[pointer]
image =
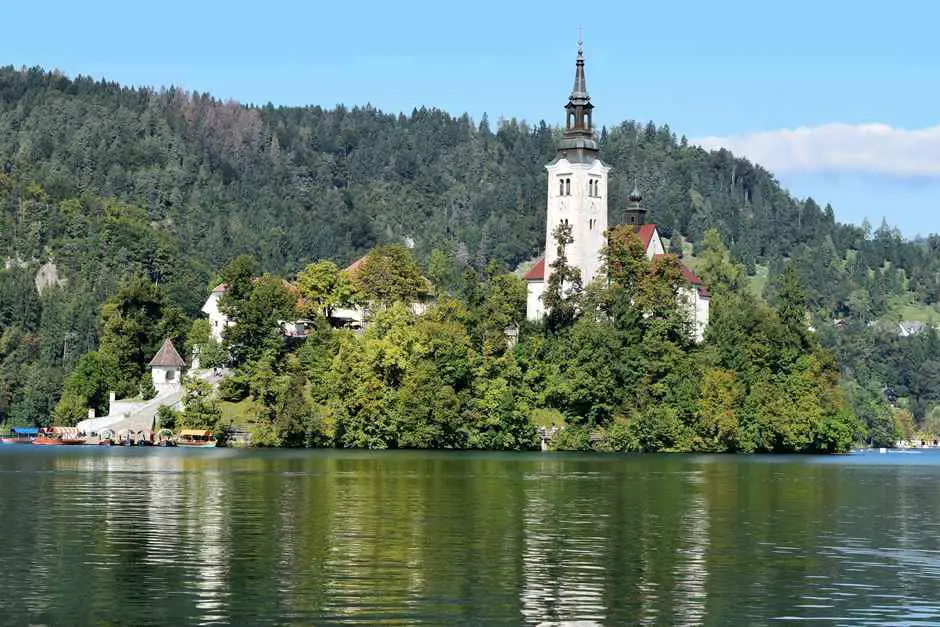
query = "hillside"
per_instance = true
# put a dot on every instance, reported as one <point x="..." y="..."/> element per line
<point x="105" y="180"/>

(TASK DETAILS): Return every row above word for word, omitting the pictures.

(RESPONSE TO THIS TASK):
[pointer]
image =
query = "hillside"
per_instance = true
# put a dot on every instance, reported as one <point x="..." y="..."/> element per line
<point x="105" y="180"/>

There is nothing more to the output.